> _Work to do_
How many lines in the listing below contain the word "black"? Reply with the number alone.

◇ ◇ ◇ ◇ ◇ ◇ ◇

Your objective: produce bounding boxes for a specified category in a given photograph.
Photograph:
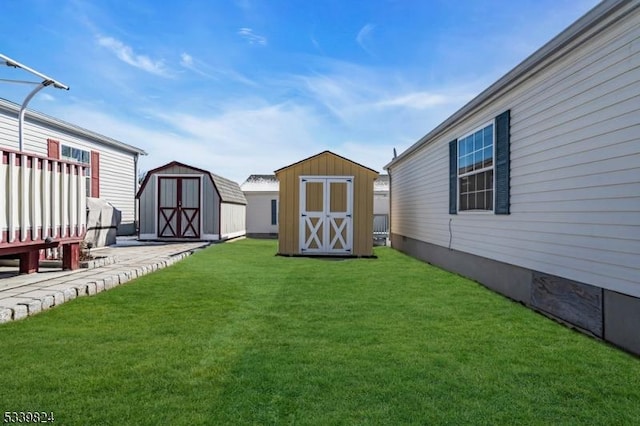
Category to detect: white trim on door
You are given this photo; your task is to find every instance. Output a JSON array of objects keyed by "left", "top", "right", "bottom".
[{"left": 299, "top": 176, "right": 353, "bottom": 255}]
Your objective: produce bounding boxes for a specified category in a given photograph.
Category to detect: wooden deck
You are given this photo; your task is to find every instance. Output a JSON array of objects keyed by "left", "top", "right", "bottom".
[{"left": 0, "top": 147, "right": 87, "bottom": 273}]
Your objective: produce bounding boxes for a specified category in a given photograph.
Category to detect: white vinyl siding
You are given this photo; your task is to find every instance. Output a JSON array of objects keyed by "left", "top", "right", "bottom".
[
  {"left": 391, "top": 9, "right": 640, "bottom": 297},
  {"left": 244, "top": 192, "right": 279, "bottom": 234},
  {"left": 0, "top": 110, "right": 136, "bottom": 231}
]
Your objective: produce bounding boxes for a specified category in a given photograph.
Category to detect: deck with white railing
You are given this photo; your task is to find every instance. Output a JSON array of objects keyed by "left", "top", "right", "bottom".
[{"left": 0, "top": 147, "right": 87, "bottom": 273}]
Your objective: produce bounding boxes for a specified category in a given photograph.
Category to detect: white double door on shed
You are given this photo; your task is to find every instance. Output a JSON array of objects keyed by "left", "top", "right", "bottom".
[{"left": 300, "top": 176, "right": 353, "bottom": 254}]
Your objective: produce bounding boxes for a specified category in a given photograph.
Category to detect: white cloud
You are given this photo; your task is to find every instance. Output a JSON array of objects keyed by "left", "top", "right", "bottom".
[
  {"left": 238, "top": 28, "right": 267, "bottom": 46},
  {"left": 98, "top": 36, "right": 171, "bottom": 77},
  {"left": 356, "top": 24, "right": 375, "bottom": 56},
  {"left": 376, "top": 92, "right": 452, "bottom": 109}
]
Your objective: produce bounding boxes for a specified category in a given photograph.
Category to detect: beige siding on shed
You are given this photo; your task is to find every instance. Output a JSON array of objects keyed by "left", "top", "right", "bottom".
[
  {"left": 276, "top": 152, "right": 378, "bottom": 256},
  {"left": 244, "top": 192, "right": 279, "bottom": 234},
  {"left": 390, "top": 2, "right": 640, "bottom": 297}
]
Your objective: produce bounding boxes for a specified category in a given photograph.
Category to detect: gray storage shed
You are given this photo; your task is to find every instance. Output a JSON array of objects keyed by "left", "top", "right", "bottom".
[{"left": 136, "top": 161, "right": 247, "bottom": 241}]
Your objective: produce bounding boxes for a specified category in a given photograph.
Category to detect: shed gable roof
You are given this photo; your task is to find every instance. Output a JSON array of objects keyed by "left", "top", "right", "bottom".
[
  {"left": 136, "top": 161, "right": 247, "bottom": 204},
  {"left": 274, "top": 150, "right": 378, "bottom": 175},
  {"left": 240, "top": 175, "right": 280, "bottom": 192}
]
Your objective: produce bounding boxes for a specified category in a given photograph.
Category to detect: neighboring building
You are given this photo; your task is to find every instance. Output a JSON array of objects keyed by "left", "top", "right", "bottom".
[
  {"left": 0, "top": 99, "right": 146, "bottom": 235},
  {"left": 386, "top": 0, "right": 640, "bottom": 353},
  {"left": 240, "top": 175, "right": 280, "bottom": 237},
  {"left": 275, "top": 151, "right": 378, "bottom": 256},
  {"left": 373, "top": 174, "right": 389, "bottom": 241},
  {"left": 136, "top": 161, "right": 247, "bottom": 241}
]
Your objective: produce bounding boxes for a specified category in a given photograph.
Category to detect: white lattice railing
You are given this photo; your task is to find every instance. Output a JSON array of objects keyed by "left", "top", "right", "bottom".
[{"left": 0, "top": 147, "right": 87, "bottom": 248}]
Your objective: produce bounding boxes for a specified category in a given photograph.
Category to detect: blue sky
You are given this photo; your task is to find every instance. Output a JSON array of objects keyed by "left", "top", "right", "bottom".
[{"left": 0, "top": 0, "right": 598, "bottom": 183}]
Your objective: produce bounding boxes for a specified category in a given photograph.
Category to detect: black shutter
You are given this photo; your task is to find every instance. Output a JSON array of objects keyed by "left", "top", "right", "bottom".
[
  {"left": 271, "top": 200, "right": 278, "bottom": 225},
  {"left": 495, "top": 110, "right": 511, "bottom": 214},
  {"left": 449, "top": 139, "right": 458, "bottom": 214}
]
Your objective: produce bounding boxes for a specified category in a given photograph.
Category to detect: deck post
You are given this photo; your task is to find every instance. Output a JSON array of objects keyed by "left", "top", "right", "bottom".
[
  {"left": 62, "top": 242, "right": 80, "bottom": 270},
  {"left": 19, "top": 250, "right": 40, "bottom": 274}
]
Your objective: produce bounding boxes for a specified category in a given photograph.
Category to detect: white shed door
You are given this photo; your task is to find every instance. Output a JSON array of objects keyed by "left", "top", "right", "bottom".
[{"left": 300, "top": 177, "right": 353, "bottom": 254}]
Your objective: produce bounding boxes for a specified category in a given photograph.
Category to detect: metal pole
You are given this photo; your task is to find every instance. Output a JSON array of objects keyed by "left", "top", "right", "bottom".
[{"left": 0, "top": 53, "right": 69, "bottom": 151}]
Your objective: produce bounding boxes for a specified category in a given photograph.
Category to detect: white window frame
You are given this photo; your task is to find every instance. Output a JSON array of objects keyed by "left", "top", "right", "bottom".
[
  {"left": 456, "top": 120, "right": 496, "bottom": 214},
  {"left": 60, "top": 142, "right": 93, "bottom": 197}
]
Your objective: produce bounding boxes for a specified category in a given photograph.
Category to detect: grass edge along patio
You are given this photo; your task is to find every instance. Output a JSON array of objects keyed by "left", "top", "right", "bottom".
[{"left": 0, "top": 239, "right": 640, "bottom": 425}]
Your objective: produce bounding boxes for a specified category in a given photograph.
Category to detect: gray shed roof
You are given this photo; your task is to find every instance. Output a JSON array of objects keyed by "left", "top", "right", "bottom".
[
  {"left": 0, "top": 98, "right": 147, "bottom": 155},
  {"left": 136, "top": 161, "right": 247, "bottom": 205},
  {"left": 384, "top": 0, "right": 640, "bottom": 170}
]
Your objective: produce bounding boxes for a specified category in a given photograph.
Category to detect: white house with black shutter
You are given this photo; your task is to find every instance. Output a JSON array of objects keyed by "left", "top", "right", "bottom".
[
  {"left": 386, "top": 0, "right": 640, "bottom": 353},
  {"left": 240, "top": 175, "right": 280, "bottom": 238}
]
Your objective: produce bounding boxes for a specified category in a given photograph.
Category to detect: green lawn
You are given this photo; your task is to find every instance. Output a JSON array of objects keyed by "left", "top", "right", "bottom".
[{"left": 0, "top": 240, "right": 640, "bottom": 425}]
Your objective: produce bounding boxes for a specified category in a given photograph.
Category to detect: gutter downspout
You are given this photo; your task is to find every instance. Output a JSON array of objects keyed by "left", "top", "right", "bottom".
[
  {"left": 0, "top": 54, "right": 69, "bottom": 152},
  {"left": 133, "top": 152, "right": 140, "bottom": 238}
]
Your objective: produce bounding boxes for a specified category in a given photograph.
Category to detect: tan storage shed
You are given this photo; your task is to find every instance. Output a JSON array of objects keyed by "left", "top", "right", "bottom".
[
  {"left": 275, "top": 151, "right": 378, "bottom": 256},
  {"left": 136, "top": 161, "right": 247, "bottom": 241}
]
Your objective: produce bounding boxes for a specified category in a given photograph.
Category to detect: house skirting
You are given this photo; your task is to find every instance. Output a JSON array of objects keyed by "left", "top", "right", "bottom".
[{"left": 391, "top": 233, "right": 640, "bottom": 355}]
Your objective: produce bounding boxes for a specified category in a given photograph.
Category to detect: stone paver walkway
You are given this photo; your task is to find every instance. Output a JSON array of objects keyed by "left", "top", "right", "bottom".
[{"left": 0, "top": 241, "right": 208, "bottom": 323}]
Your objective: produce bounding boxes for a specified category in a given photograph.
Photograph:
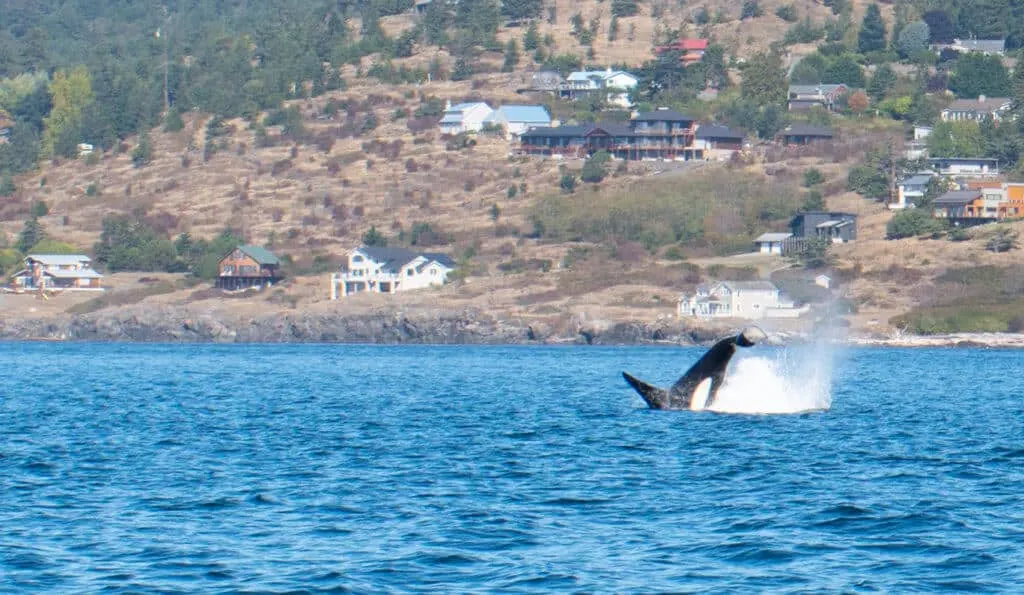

◇ ◇ ◇ ◇ ◇ ◇ ◇

> _Problem solution_
2